Top of Exercise data
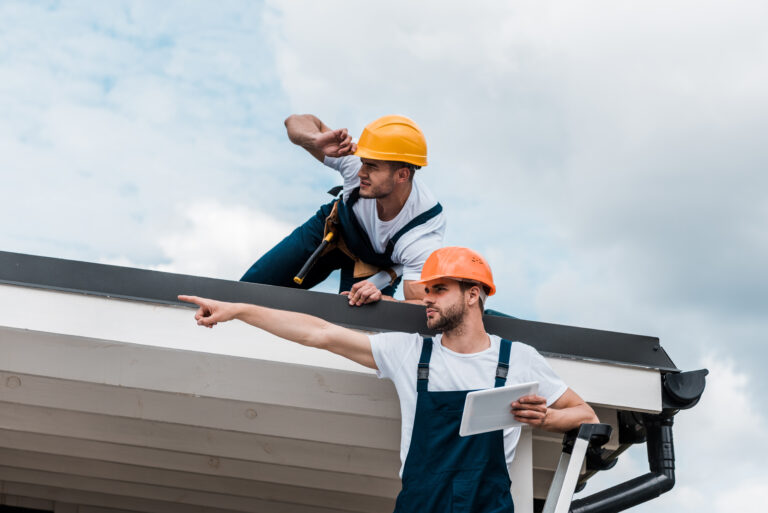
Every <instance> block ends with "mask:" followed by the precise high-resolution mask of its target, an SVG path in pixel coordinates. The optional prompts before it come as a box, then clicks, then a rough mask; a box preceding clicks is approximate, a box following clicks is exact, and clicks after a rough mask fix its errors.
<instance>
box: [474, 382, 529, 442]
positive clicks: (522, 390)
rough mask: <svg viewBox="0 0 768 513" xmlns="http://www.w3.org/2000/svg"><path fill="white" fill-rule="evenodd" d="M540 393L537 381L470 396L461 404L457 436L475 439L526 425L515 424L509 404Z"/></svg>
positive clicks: (501, 387)
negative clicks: (469, 436) (492, 432)
mask: <svg viewBox="0 0 768 513" xmlns="http://www.w3.org/2000/svg"><path fill="white" fill-rule="evenodd" d="M538 391H539V383H538V381H532V382H530V383H520V384H519V385H512V386H504V387H498V388H489V389H486V390H475V391H474V392H469V393H468V394H467V398H466V399H465V400H464V414H463V415H462V417H461V427H460V428H459V435H460V436H469V435H477V434H479V433H487V432H488V431H495V430H497V429H504V428H508V427H514V426H523V425H525V424H524V423H522V422H518V421H516V420H515V416H514V415H513V414H512V413H511V412H510V409H509V404H510V403H511V402H512V401H516V400H518V399H520V398H521V397H523V396H526V395H535V394H537V393H538Z"/></svg>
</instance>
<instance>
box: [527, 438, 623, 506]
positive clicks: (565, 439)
mask: <svg viewBox="0 0 768 513" xmlns="http://www.w3.org/2000/svg"><path fill="white" fill-rule="evenodd" d="M611 431H612V428H611V426H610V425H609V424H582V425H581V427H579V429H578V431H576V430H573V431H569V432H568V433H566V435H565V437H564V438H563V452H562V453H561V454H560V461H559V462H558V464H557V469H556V470H555V476H554V478H553V479H552V485H551V486H550V487H549V492H548V493H547V499H546V502H545V503H544V509H543V510H542V513H568V511H570V507H571V501H572V500H573V494H574V492H575V491H576V484H577V482H578V480H579V473H580V472H581V466H582V464H583V463H584V459H585V458H586V457H587V450H588V449H589V448H590V447H592V449H593V452H595V454H598V456H599V453H597V451H599V450H600V447H602V446H603V445H605V443H606V442H608V439H609V438H610V437H611Z"/></svg>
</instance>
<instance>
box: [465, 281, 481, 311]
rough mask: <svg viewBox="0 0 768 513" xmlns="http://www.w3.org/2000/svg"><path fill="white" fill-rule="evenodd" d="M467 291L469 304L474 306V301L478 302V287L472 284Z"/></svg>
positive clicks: (479, 296)
mask: <svg viewBox="0 0 768 513" xmlns="http://www.w3.org/2000/svg"><path fill="white" fill-rule="evenodd" d="M467 293H469V297H468V298H467V302H468V303H469V306H474V305H475V303H478V302H480V287H478V286H477V285H473V286H472V287H469V288H468V289H467Z"/></svg>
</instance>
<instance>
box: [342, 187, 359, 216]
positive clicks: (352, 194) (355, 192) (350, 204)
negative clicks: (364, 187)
mask: <svg viewBox="0 0 768 513" xmlns="http://www.w3.org/2000/svg"><path fill="white" fill-rule="evenodd" d="M358 199H360V187H359V186H358V187H355V188H354V189H352V191H351V192H350V193H349V197H348V198H347V201H345V202H344V203H346V205H347V207H348V208H352V205H354V204H355V203H357V200H358ZM350 212H351V211H350Z"/></svg>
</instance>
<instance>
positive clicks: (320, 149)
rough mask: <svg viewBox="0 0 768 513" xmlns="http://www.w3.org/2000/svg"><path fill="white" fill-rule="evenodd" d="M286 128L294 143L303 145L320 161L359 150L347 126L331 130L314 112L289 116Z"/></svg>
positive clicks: (303, 147)
mask: <svg viewBox="0 0 768 513" xmlns="http://www.w3.org/2000/svg"><path fill="white" fill-rule="evenodd" d="M285 129H286V131H287V132H288V139H290V140H291V142H292V143H293V144H297V145H299V146H301V147H302V148H304V149H305V150H307V151H308V152H309V153H310V154H311V155H312V156H313V157H315V158H316V159H317V160H319V161H320V162H323V161H324V160H325V157H344V156H346V155H352V154H353V153H354V152H355V151H356V150H357V145H356V144H354V143H353V142H352V138H351V137H350V136H349V134H348V133H347V129H346V128H338V129H336V130H331V129H330V128H329V127H328V126H326V124H325V123H323V122H322V121H320V119H318V118H317V116H313V115H312V114H293V115H291V116H288V118H286V120H285Z"/></svg>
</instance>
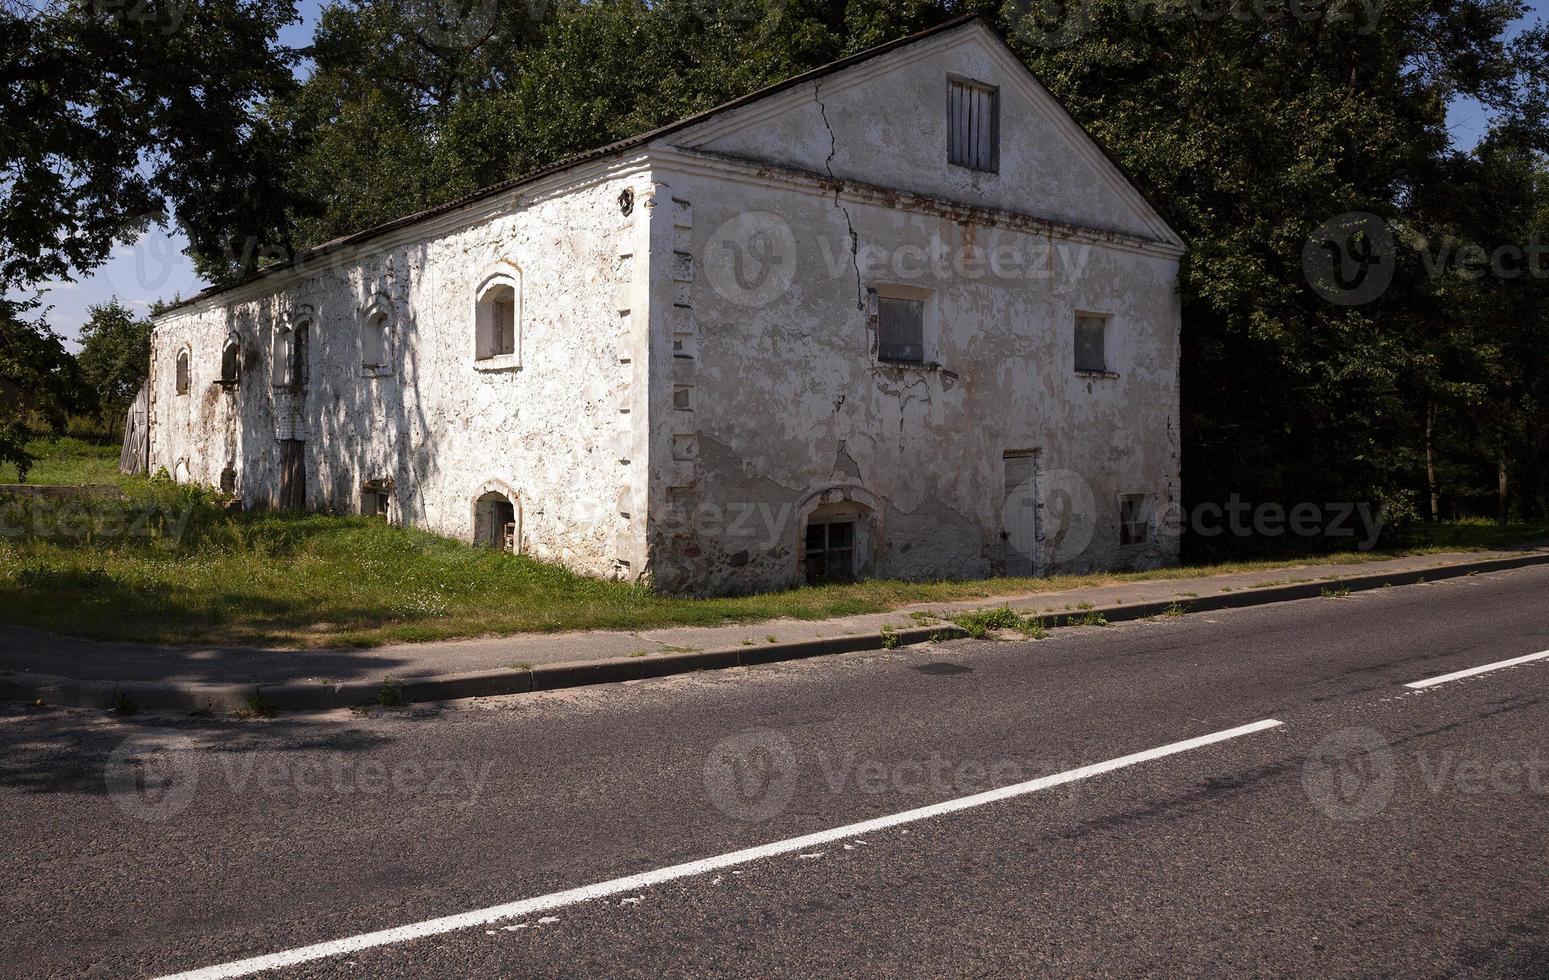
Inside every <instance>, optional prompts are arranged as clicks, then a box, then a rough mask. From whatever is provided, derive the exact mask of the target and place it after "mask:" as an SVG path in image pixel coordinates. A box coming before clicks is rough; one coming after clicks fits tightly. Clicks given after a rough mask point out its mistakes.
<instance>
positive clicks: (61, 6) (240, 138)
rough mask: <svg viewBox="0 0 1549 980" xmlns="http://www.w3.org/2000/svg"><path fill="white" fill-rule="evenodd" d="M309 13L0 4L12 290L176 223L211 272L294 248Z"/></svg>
mask: <svg viewBox="0 0 1549 980" xmlns="http://www.w3.org/2000/svg"><path fill="white" fill-rule="evenodd" d="M293 20H296V9H294V0H178V2H173V0H146V2H144V3H93V2H91V0H46V2H45V3H42V5H37V6H34V5H31V3H25V2H23V0H0V51H3V54H0V90H3V91H5V99H3V101H0V240H3V242H5V243H6V246H8V248H6V249H5V252H3V255H0V290H3V291H5V293H6V294H17V293H25V291H28V290H31V288H33V286H36V285H39V283H43V282H46V280H57V279H65V277H68V276H71V274H79V272H84V271H88V269H91V268H94V266H96V265H99V263H102V262H104V260H105V257H107V254H108V251H110V249H112V248H113V246H115V245H116V243H132V242H135V240H136V238H138V237H139V234H141V232H144V229H146V228H147V226H150V224H153V223H161V224H167V223H170V221H173V220H177V221H178V223H180V224H181V228H183V231H184V232H186V234H187V237H189V242H191V249H192V254H194V255H195V260H197V263H198V268H200V271H201V272H203V274H208V276H215V277H222V276H228V274H232V272H243V271H251V269H254V268H257V265H259V263H260V262H262V260H263V259H265V257H266V255H273V254H276V252H283V251H285V249H288V246H290V240H288V218H287V214H288V209H290V206H291V201H290V200H288V197H287V194H285V181H283V172H285V166H283V163H285V158H287V139H285V133H283V130H282V128H279V127H277V125H274V122H273V119H271V118H270V116H268V108H266V107H268V105H270V104H271V102H273V101H274V99H277V98H279V96H282V94H285V93H287V91H288V90H290V88H291V87H293V85H294V79H293V76H291V65H293V63H294V53H291V51H288V50H285V48H282V46H280V45H279V43H277V31H279V28H280V26H282V25H285V23H290V22H293Z"/></svg>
Bottom of Exercise data
Instruction :: Write out all the data again with every "rough mask" changed to "coarse mask" and nothing else altered. Leave the pictures out.

Answer area ::
Every <instance> block ends with "mask:" followed by the precise high-resolution mask of its target, an SVG path in pixel coordinates. The optional prompts before it come as a box, then clicks, then a coarse mask; a box preceding clicks is approximate, a box following clicks is exact, and clicks after a coarse mask fix its errors.
<instance>
box: [474, 382, 529, 442]
positive clicks: (522, 390)
coarse mask: <svg viewBox="0 0 768 513" xmlns="http://www.w3.org/2000/svg"><path fill="white" fill-rule="evenodd" d="M540 393L537 381L470 396L461 404L457 436L475 439L526 425L515 424L509 404Z"/></svg>
positive clicks: (501, 387)
negative clicks: (469, 436) (492, 432)
mask: <svg viewBox="0 0 768 513" xmlns="http://www.w3.org/2000/svg"><path fill="white" fill-rule="evenodd" d="M538 391H539V383H538V381H532V382H530V383H520V384H519V385H512V386H504V387H498V388H489V389H486V390H475V391H474V392H469V393H468V394H467V398H466V399H465V400H464V414H463V415H462V417H461V427H460V428H459V435H460V436H469V435H477V434H479V433H487V432H488V431H495V430H497V429H504V428H508V427H514V426H523V425H525V424H524V423H522V422H518V421H516V420H515V416H514V415H513V414H512V413H511V412H510V409H509V404H510V403H511V402H512V401H516V400H518V399H520V398H521V397H523V396H526V395H535V394H537V393H538Z"/></svg>
</instance>
<instance>
box: [527, 438, 623, 506]
positive clicks: (565, 439)
mask: <svg viewBox="0 0 768 513" xmlns="http://www.w3.org/2000/svg"><path fill="white" fill-rule="evenodd" d="M611 431H612V428H611V426H610V425H609V424H582V425H581V427H579V429H578V431H576V430H573V431H569V432H568V433H566V435H565V437H564V438H563V452H562V453H561V454H560V461H559V462H558V464H557V469H556V470H555V476H554V478H553V479H552V485H551V486H550V487H549V492H548V493H547V499H546V502H545V503H544V509H543V510H542V513H568V511H570V507H571V501H572V500H573V494H574V492H575V491H576V484H577V482H578V480H579V473H580V472H581V466H582V464H583V463H584V459H585V458H586V457H587V450H588V449H589V448H590V447H592V449H593V452H595V454H598V456H599V453H597V451H599V450H600V447H602V446H603V445H605V443H606V442H608V439H609V438H610V437H611Z"/></svg>
</instance>
<instance>
box: [465, 281, 481, 311]
coarse mask: <svg viewBox="0 0 768 513" xmlns="http://www.w3.org/2000/svg"><path fill="white" fill-rule="evenodd" d="M467 291L469 304L474 306V301L478 302V287L472 284Z"/></svg>
positive clicks: (479, 296)
mask: <svg viewBox="0 0 768 513" xmlns="http://www.w3.org/2000/svg"><path fill="white" fill-rule="evenodd" d="M467 293H469V297H468V298H467V302H468V303H469V306H474V305H475V303H478V302H480V287H478V286H477V285H473V286H472V287H469V288H468V289H467Z"/></svg>
</instance>
<instance>
box: [342, 187, 359, 216]
positive clicks: (352, 194) (355, 192) (350, 204)
negative clicks: (364, 187)
mask: <svg viewBox="0 0 768 513" xmlns="http://www.w3.org/2000/svg"><path fill="white" fill-rule="evenodd" d="M358 199H360V187H359V186H358V187H355V188H354V189H352V191H351V192H350V193H349V197H348V198H347V201H345V202H344V203H346V205H347V207H348V208H352V205H354V204H355V203H357V200H358ZM350 212H351V211H350Z"/></svg>
</instance>
<instance>
positive clicks: (320, 149)
coarse mask: <svg viewBox="0 0 768 513" xmlns="http://www.w3.org/2000/svg"><path fill="white" fill-rule="evenodd" d="M286 128L294 143L303 145L320 161L359 150L347 126L331 130L314 112L289 116Z"/></svg>
positive clicks: (303, 147)
mask: <svg viewBox="0 0 768 513" xmlns="http://www.w3.org/2000/svg"><path fill="white" fill-rule="evenodd" d="M285 129H286V131H287V132H288V139H290V140H291V142H292V143H293V144H297V145H299V146H301V147H302V148H304V149H305V150H307V151H308V152H309V153H310V154H311V155H312V156H313V157H315V158H316V159H317V160H319V161H320V162H323V161H324V160H325V157H344V156H346V155H352V154H353V153H354V152H355V151H356V150H357V145H356V144H354V143H353V142H352V138H351V137H350V136H349V134H348V133H347V129H346V128H338V129H336V130H331V129H330V128H329V127H328V126H326V124H325V123H323V122H322V121H320V119H318V118H317V116H313V115H312V114H293V115H291V116H288V118H286V120H285Z"/></svg>
</instance>
Inside every <instance>, optional prompts are arranged as clicks, then a box, then a coarse mask. From whatever is provided, derive the exact mask of the target and place it after "mask:" as an SVG path in image pixel coordinates. A box coming before clicks is rough; one coming after clicks fits tightly. Clicks given after a coarse mask point out its mistakes.
<instance>
positive clicks: (61, 6) (240, 138)
coarse mask: <svg viewBox="0 0 1549 980" xmlns="http://www.w3.org/2000/svg"><path fill="white" fill-rule="evenodd" d="M309 13L0 4L12 290L176 223L211 272L294 248Z"/></svg>
mask: <svg viewBox="0 0 1549 980" xmlns="http://www.w3.org/2000/svg"><path fill="white" fill-rule="evenodd" d="M293 20H296V9H294V0H178V2H173V0H146V2H144V3H93V2H91V0H46V2H45V3H42V5H37V6H34V5H31V3H25V2H23V0H0V51H3V54H0V90H3V91H5V99H3V101H0V240H3V242H5V243H6V246H8V248H6V249H5V252H3V255H0V290H3V291H5V293H6V294H17V293H25V291H28V290H31V288H33V286H36V285H39V283H43V282H46V280H57V279H65V277H68V276H71V274H79V272H84V271H88V269H91V268H94V266H96V265H99V263H102V262H104V260H105V257H107V254H108V251H110V249H112V248H113V246H115V245H116V243H132V242H135V240H136V238H138V237H139V234H141V232H144V229H146V228H147V226H150V224H153V223H161V224H167V223H170V221H173V220H177V221H178V223H180V224H181V228H183V231H184V232H186V234H187V237H189V242H191V249H192V254H194V255H195V260H197V263H198V268H200V271H201V272H203V274H208V276H215V277H222V276H228V274H232V272H243V271H251V269H254V268H257V265H259V263H260V262H262V260H263V259H265V257H266V255H273V254H276V252H283V251H285V249H288V246H290V240H288V218H287V214H288V209H290V206H291V201H290V200H288V197H287V194H285V181H283V172H285V166H283V163H285V158H287V139H285V133H283V130H282V128H279V127H277V125H274V122H273V119H271V118H270V116H268V108H266V107H268V105H270V104H271V102H273V101H274V99H277V98H279V96H282V94H285V93H287V91H288V90H290V88H291V87H293V85H294V79H293V76H291V65H293V63H294V53H291V51H288V50H285V48H282V46H280V45H279V43H277V31H279V28H280V26H282V25H285V23H290V22H293Z"/></svg>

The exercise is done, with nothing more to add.